| REQUIRED WORK |
Within the material below, locate the line with "Mark the region of the glove." and the line with "Mark the region of the rubber boot.", then return those two lines and all lines between them, exactly as written.
=== Begin Enclosure ===
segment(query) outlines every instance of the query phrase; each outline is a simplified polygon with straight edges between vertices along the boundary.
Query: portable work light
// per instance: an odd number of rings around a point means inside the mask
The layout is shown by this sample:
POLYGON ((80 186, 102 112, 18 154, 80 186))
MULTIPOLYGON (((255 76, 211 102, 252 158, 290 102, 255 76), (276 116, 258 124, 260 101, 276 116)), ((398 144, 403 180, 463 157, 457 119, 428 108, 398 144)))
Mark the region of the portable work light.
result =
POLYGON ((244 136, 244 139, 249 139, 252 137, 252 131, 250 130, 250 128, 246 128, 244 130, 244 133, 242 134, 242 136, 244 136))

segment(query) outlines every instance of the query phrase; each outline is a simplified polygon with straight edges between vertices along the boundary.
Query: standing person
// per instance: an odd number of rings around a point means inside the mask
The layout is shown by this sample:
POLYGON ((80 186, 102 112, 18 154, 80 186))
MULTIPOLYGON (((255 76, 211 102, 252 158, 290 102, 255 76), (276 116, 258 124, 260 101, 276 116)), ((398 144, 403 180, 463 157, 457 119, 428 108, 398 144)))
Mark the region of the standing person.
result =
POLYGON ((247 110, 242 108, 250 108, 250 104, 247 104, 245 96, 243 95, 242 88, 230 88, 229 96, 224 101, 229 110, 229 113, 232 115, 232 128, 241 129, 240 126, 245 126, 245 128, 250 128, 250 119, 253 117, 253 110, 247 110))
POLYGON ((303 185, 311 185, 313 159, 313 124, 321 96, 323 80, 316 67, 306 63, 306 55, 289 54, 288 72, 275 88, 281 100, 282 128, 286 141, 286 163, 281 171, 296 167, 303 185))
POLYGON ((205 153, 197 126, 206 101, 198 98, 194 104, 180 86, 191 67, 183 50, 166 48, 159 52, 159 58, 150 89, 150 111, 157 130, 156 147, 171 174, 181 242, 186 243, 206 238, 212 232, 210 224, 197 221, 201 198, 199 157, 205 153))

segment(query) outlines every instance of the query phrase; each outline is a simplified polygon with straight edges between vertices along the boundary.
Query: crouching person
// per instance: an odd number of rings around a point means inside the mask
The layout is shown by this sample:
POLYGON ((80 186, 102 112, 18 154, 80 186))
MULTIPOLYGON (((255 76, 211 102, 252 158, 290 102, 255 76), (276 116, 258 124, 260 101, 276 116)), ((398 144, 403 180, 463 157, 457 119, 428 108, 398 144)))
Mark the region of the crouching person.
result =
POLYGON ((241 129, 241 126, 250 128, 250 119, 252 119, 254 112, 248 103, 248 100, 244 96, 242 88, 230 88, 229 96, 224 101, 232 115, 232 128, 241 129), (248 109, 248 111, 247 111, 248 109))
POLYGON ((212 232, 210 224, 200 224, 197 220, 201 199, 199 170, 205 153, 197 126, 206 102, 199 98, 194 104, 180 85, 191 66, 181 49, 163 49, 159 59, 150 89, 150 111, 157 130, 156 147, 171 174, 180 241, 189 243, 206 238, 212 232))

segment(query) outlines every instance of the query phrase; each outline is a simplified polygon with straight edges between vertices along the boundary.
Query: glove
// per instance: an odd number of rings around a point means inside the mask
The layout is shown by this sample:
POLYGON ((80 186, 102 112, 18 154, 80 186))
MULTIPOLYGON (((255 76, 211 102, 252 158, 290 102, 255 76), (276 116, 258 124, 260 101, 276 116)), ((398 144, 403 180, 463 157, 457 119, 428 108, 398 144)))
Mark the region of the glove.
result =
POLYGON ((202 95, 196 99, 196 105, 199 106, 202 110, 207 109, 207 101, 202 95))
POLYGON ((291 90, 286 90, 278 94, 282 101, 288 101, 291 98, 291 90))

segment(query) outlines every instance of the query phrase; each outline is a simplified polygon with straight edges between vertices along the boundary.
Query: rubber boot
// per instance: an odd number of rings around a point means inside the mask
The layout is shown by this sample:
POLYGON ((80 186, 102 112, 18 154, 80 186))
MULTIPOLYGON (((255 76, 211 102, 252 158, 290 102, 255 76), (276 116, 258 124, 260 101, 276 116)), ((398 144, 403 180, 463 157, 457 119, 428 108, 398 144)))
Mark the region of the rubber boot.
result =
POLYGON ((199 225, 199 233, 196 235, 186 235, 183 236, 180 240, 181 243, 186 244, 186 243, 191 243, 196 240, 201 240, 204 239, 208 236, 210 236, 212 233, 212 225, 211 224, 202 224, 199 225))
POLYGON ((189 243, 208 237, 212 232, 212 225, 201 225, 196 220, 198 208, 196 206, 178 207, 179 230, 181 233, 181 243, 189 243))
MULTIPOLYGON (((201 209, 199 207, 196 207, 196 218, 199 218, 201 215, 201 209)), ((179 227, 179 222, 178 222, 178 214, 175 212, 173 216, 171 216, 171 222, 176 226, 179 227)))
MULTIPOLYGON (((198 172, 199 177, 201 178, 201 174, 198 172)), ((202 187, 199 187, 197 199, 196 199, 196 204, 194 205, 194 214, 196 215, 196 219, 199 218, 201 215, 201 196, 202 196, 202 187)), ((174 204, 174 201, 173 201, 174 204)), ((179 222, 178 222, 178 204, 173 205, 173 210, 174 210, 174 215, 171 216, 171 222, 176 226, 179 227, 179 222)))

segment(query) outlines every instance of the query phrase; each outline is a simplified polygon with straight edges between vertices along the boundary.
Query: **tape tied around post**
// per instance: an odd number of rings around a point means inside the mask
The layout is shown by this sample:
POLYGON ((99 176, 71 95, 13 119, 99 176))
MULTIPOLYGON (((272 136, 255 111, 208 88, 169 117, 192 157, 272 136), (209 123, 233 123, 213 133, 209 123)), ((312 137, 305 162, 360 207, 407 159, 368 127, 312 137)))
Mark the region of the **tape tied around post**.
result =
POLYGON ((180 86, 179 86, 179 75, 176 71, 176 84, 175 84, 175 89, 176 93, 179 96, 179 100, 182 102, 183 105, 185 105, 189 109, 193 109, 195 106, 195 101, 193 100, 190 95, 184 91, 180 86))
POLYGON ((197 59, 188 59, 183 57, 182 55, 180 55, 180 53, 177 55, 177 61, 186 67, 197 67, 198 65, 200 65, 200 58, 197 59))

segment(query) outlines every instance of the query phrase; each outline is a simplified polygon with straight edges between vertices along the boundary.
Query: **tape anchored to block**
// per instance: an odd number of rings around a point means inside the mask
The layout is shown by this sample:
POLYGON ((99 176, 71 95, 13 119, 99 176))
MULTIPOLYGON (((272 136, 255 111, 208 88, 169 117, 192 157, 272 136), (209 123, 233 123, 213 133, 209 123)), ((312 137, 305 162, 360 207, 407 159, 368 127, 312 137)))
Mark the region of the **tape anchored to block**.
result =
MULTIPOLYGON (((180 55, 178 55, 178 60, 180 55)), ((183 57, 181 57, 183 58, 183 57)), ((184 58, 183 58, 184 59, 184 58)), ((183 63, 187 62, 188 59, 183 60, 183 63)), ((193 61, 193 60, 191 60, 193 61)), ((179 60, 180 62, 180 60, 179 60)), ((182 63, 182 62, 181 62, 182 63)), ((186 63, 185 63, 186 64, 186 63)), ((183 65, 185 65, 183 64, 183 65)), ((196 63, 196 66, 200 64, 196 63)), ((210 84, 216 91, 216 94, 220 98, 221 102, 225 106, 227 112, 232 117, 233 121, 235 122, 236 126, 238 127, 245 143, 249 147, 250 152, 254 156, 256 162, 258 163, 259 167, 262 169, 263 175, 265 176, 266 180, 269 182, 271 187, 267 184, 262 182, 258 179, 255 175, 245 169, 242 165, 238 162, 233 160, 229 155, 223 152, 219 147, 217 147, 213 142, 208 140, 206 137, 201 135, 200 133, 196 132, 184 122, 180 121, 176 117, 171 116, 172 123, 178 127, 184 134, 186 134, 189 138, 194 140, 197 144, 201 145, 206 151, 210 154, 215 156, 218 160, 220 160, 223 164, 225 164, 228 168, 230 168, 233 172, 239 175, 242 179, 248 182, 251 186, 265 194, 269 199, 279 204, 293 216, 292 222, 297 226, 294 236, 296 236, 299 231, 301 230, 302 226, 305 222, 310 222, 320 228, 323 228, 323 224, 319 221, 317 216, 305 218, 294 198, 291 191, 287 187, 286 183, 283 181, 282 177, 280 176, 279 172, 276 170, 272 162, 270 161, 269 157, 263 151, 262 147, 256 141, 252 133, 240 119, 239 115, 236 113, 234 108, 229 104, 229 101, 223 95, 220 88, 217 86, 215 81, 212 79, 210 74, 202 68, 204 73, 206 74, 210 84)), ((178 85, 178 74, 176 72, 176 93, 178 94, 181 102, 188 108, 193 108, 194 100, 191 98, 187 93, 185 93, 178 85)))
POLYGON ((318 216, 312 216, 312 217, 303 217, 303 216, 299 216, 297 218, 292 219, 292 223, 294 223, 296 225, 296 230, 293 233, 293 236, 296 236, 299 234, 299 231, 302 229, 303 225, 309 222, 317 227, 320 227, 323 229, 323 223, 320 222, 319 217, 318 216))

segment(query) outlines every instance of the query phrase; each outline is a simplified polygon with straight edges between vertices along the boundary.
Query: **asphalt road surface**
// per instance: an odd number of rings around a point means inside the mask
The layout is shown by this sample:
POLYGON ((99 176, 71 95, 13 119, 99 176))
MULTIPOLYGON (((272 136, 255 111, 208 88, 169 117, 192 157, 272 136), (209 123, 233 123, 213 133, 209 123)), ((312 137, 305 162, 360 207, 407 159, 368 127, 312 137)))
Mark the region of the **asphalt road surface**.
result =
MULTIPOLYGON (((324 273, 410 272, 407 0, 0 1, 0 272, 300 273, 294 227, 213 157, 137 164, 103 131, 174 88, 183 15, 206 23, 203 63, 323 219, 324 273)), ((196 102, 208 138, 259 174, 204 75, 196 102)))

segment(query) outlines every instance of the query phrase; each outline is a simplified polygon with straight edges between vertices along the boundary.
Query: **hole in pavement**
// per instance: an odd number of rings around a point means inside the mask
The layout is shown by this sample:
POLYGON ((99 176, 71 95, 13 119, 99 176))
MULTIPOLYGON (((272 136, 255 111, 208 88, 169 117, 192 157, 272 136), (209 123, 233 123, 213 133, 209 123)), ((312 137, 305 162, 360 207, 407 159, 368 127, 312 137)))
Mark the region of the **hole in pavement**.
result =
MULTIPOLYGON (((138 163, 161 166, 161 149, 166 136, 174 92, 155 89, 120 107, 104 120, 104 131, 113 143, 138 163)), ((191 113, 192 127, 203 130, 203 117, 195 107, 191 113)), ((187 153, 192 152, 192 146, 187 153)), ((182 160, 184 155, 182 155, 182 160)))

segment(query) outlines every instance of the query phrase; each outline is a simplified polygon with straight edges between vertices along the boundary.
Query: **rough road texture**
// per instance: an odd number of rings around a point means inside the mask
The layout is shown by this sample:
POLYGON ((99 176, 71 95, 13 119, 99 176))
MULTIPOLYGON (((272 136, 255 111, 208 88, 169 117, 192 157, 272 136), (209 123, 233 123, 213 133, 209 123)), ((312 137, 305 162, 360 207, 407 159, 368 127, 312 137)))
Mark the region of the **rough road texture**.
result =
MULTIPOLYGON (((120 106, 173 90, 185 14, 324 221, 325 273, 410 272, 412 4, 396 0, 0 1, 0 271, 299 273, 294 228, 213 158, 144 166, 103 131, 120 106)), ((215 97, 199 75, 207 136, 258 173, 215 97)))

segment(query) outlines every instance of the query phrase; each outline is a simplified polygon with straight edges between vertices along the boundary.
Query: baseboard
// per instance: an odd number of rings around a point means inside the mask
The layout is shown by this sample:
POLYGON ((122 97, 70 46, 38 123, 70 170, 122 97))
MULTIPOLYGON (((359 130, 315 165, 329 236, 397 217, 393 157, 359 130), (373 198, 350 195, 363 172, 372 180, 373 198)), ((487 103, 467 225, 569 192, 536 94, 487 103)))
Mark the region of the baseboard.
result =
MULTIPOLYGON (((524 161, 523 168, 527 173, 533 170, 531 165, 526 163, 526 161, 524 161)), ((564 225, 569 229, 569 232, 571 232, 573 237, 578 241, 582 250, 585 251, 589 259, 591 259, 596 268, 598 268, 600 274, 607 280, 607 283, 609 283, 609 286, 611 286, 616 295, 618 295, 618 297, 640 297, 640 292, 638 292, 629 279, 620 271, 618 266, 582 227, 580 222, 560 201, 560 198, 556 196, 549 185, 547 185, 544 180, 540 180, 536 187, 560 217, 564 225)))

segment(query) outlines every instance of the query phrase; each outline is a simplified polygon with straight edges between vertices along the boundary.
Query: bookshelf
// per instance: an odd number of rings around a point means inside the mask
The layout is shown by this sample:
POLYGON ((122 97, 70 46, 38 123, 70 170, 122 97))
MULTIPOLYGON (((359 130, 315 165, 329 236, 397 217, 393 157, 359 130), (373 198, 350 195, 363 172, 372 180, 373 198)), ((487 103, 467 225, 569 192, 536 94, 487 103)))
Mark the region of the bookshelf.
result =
=== End Enclosure ===
| REPLY TO THE TASK |
Mark the region of the glove.
result =
POLYGON ((202 95, 196 99, 196 105, 199 106, 202 110, 207 109, 207 101, 202 95))
POLYGON ((291 90, 286 90, 278 94, 282 101, 288 101, 291 98, 291 90))

segment(query) outlines every instance of the query phrase; each outline is a simplified polygon with straight edges between vertices along the boundary.
Query: rubber boot
// per instance: an odd number of rings around a point means inside the mask
The layout is shown by this sample:
POLYGON ((80 186, 102 112, 18 154, 80 186))
MULTIPOLYGON (((255 76, 211 102, 252 158, 290 102, 255 76), (276 116, 258 124, 260 101, 276 116)), ((398 144, 403 180, 463 157, 457 119, 428 108, 398 144)))
Mark the region of the rubber boot.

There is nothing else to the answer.